◆ Page ◆
Begin

Super Bowl XLVIII Recap

Audio/Story posted February 3, 2014 in Sports, CommRadio by Patrick Woo

ComRadio's Patrick Woo recaps the Seattle Seahawks' 43-8 win over the Denver Broncos in Super Bowl XLVIII.

 

Patrick Woo shares his Super Bowl experiences this past weekend in New York/New Jersey.

It didn’t quite have the Super Bowl feeling until a fantastic national anthem by Renee Fleming with the American flag spread across the field, fireworks in the sky and apache helicopters flying overhead Metlife Stadium.

At that moment, there I was standing in Section 101 in an auxiliary press area at what New Jersey Governor Chris Christie called, “the world’s greatest sports spectacle.”

Numerous Penn Staters were involved in the coverage of Super Bowl XLVIII and it was great to see them in action. Among them were Emily Kaplan for Sports Illustrated’s MMQB, Melanie Collins for Yahoo! Sports, Michael Rose for Newsday, Catherine Marvin for Rubenstein Public Relations and Michael Renahan and Hannah Biondi, who were interns for the NFL. Those are just the ones Curley Center Director John Affleck and I ran into. There’s also Rich Russo, who directed the broadcast for FOX, LaVar Arrington who was airing his radio show from the media hotel and Mike Signora, the VP of Communications for the NFL, who made all of this possible.

End

◆ To do ◆
1. In the Super Bowl XLVIII recap, write out the passage starting at "Super Bowl XLVIII Recap" and ending at "Super Bowl XLVIII.".
2. According to the Super Bowl XLVIII recap, who directed the broadcast for FOX?
3. Pick up the Super Bowl XLVIII recap after its final sentence and keep writing it.

◆ Supplied material ◆

Begin

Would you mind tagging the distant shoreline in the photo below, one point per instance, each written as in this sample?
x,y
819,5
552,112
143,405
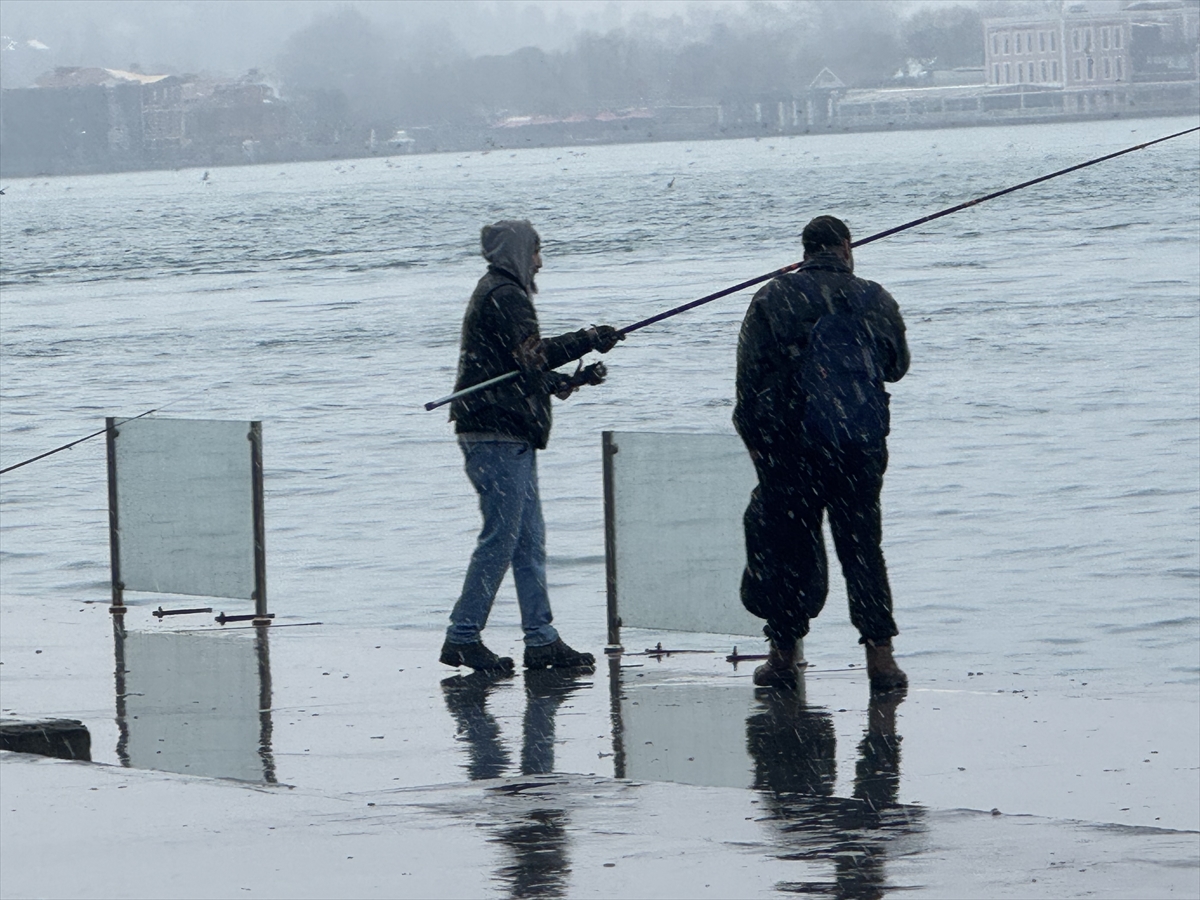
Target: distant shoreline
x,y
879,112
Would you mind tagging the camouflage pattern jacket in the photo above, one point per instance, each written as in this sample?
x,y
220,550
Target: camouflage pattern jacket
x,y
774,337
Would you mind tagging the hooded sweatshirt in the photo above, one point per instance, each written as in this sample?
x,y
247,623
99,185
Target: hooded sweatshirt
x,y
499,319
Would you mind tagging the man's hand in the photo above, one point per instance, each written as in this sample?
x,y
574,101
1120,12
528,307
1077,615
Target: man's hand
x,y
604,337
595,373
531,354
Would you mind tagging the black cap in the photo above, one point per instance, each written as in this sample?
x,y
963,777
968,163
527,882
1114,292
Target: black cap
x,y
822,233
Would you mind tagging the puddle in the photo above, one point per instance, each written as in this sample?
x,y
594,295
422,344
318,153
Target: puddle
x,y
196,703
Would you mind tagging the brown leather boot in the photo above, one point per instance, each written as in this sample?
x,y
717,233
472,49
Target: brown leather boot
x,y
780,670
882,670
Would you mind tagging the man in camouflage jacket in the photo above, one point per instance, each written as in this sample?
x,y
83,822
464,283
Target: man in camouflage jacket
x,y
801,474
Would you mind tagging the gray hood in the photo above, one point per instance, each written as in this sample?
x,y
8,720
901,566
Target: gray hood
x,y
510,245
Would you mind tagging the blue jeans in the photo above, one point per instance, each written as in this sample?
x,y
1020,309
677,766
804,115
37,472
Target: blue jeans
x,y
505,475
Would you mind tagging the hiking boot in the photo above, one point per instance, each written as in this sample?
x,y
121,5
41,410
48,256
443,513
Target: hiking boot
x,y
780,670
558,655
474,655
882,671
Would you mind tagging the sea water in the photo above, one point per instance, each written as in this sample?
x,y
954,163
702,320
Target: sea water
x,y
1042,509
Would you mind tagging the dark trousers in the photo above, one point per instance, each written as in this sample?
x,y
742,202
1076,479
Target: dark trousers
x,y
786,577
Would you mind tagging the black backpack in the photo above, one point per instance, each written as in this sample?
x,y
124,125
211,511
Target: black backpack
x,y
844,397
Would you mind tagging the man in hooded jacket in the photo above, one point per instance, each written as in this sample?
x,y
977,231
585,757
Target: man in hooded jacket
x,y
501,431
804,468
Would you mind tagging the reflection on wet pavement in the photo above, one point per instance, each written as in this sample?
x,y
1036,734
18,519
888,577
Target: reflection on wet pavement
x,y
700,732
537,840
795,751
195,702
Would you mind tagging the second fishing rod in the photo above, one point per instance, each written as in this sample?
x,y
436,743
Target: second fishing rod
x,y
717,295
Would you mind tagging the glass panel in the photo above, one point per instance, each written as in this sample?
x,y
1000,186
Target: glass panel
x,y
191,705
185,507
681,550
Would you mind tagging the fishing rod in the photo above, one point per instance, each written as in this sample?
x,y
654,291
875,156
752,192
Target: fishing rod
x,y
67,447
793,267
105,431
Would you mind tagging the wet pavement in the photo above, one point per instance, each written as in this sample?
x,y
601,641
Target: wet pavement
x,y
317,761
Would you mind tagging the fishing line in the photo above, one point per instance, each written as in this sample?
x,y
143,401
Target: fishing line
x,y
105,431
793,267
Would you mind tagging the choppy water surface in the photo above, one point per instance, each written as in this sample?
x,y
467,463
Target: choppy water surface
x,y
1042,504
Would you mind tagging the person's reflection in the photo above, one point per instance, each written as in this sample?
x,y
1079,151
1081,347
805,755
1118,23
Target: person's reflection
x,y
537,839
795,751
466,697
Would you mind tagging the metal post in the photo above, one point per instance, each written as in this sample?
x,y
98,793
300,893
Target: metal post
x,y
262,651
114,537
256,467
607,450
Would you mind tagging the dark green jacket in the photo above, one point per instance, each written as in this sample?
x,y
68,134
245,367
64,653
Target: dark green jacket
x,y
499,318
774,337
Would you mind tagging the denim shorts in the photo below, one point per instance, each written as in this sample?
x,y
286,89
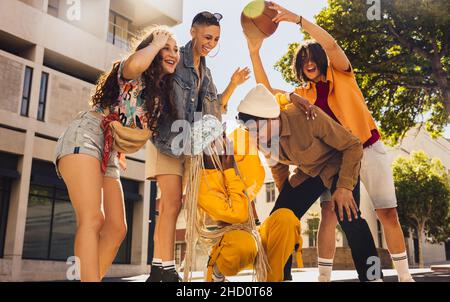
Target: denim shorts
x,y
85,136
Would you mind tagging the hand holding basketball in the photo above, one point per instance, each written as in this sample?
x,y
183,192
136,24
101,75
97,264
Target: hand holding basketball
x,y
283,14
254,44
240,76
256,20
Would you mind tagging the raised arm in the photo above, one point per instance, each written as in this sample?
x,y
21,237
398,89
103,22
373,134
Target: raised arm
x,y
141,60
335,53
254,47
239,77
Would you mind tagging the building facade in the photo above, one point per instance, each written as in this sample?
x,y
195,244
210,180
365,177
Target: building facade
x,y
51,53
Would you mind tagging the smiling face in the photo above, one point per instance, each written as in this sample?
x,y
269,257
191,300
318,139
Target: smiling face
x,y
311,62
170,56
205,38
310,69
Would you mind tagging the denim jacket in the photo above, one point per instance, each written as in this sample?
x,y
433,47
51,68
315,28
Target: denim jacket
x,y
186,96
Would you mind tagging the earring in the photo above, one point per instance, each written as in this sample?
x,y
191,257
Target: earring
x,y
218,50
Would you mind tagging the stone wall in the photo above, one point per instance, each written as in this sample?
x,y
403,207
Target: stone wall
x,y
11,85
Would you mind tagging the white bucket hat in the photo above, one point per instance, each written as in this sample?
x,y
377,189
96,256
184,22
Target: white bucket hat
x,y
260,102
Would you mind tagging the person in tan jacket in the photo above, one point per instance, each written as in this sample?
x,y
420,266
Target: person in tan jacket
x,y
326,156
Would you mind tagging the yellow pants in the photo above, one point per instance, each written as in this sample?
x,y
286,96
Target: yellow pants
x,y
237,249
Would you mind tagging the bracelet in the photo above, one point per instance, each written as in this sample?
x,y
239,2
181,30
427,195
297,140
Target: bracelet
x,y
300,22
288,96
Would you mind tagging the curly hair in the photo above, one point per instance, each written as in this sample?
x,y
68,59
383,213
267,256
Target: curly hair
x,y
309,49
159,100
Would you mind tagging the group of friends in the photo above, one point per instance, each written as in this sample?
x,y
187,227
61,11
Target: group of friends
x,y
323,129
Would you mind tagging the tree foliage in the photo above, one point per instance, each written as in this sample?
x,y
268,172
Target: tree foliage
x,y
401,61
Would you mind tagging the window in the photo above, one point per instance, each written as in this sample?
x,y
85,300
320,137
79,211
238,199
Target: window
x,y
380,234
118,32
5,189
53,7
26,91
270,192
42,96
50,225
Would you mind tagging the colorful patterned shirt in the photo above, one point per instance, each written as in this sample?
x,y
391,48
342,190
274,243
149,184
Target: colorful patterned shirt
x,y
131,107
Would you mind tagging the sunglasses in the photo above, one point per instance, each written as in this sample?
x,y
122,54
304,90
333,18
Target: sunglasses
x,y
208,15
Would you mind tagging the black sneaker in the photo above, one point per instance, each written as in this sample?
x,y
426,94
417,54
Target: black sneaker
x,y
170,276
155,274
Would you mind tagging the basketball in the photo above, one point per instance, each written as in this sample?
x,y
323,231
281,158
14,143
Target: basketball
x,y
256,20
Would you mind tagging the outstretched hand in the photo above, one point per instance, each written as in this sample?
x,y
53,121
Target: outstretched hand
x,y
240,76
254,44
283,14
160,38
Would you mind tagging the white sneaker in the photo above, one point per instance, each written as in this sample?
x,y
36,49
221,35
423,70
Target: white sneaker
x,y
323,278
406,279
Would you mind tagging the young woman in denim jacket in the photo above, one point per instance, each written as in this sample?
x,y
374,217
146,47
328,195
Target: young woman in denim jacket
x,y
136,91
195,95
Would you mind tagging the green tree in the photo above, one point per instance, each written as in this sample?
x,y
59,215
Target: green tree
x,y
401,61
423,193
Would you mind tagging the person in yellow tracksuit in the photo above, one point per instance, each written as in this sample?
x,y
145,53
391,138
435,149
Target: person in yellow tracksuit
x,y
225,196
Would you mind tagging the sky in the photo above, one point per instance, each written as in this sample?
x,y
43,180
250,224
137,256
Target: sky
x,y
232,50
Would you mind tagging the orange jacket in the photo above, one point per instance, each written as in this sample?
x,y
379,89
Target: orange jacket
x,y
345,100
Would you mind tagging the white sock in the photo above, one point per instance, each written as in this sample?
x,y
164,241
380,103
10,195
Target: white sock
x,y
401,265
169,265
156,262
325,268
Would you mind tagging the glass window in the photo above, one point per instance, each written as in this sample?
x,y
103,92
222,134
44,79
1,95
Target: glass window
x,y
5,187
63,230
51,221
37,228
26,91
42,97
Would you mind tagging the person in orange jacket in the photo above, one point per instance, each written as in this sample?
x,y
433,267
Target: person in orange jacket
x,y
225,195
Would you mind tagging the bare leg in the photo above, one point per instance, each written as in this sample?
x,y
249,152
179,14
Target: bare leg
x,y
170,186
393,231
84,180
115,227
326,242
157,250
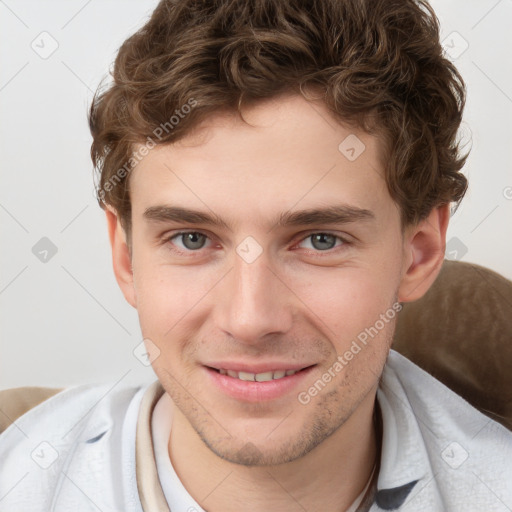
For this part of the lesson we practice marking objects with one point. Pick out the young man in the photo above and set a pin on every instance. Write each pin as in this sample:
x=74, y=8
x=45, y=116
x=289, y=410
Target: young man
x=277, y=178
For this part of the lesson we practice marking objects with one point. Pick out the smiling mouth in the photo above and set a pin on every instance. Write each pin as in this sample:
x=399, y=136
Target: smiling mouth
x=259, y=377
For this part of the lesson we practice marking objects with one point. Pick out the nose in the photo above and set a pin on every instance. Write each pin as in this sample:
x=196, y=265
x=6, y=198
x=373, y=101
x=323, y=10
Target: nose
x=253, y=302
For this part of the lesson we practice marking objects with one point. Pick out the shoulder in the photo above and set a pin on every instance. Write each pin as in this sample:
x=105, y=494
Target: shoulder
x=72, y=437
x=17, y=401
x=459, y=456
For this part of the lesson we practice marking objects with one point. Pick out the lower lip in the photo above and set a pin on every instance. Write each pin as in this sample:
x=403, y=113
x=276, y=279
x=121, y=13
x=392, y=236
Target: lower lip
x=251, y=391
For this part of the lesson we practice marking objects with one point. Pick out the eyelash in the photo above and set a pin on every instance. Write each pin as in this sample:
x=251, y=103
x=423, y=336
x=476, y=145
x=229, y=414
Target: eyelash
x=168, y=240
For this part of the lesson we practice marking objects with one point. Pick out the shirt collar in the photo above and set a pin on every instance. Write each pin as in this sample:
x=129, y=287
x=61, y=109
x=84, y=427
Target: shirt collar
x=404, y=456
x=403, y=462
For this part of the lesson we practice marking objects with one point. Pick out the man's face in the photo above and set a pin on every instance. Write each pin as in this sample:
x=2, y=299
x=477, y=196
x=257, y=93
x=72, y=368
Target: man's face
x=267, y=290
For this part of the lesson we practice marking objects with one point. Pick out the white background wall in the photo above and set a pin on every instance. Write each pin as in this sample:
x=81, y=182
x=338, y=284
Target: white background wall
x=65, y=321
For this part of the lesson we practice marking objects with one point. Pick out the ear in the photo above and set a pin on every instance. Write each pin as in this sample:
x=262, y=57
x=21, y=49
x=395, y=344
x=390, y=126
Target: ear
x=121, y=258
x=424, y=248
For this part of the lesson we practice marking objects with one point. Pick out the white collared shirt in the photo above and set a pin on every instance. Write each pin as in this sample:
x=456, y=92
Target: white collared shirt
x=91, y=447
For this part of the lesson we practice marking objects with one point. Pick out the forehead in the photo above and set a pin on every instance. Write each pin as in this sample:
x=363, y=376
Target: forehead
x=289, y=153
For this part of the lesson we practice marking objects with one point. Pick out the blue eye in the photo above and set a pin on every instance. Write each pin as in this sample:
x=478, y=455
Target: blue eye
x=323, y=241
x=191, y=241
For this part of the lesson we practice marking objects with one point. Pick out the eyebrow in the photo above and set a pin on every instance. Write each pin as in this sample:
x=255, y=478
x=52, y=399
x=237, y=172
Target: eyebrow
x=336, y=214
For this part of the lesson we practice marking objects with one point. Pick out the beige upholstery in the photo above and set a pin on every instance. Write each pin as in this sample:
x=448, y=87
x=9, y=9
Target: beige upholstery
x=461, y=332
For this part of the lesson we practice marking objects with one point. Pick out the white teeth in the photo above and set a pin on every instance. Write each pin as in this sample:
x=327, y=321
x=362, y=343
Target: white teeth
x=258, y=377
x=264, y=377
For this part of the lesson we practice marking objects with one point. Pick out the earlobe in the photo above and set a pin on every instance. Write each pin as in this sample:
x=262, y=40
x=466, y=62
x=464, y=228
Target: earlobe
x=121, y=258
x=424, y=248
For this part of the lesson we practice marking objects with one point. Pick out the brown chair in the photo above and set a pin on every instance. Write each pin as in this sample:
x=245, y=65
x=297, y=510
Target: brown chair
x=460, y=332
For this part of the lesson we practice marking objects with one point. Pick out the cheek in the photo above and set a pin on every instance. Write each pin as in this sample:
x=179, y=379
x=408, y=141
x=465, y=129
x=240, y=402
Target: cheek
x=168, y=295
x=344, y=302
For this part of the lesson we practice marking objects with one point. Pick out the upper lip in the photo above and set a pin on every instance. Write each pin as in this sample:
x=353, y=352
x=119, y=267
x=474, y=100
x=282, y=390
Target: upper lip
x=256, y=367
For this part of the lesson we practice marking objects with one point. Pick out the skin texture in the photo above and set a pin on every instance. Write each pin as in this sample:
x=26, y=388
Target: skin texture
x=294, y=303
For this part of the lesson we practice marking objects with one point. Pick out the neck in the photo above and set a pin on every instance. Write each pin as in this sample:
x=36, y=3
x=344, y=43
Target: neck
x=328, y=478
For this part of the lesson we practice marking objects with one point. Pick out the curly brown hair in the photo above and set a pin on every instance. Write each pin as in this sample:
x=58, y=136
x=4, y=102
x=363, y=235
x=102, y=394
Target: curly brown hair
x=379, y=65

End

◆ Task answers ◆
1.
Super Bowl XLVIII Recap

Audio/Story posted February 3, 2014 in Sports, CommRadio by Patrick Woo

ComRadio's Patrick Woo recaps the Seattle Seahawks' 43-8 win over the Denver Broncos in Super Bowl XLVIII.

2. Rich Russo

3.
John and I arrived on Friday so the craziness that is Super Bowl Media Day was already behind us. We saw the insanity of radio row, which in this case was more of a radio ballroom and the media workroom was an entire ballroom as well. There were over 6,000 credentialed media all week long.

The big event Friday evening was the press conference for the movie “Draft Day” starring Kevin Costner, Dennis Leary and Jennifer Garner. It was a very entertaining press conference, to say the least.

Saturday was the media’s day to rest up after a long week of coverage to get ready for the game. The media hotel was very quiet.

We went out to Times Square and Super Bowl Boulevard, which stretched down Broadway from Times Square to 34th street. There was everything you could think of there, including large tourist crowds. There were activities for families and kids that included kicking field goals, a mini obstacle course, and a huge toboggan slide. National crews such as CNN, ESPN, NFL Network and FOX also had broadcast locations set up. The FOX compound was huge and the most popular. Shows on Fox Sports 1 were airing there all week long but it was quiet on Saturday.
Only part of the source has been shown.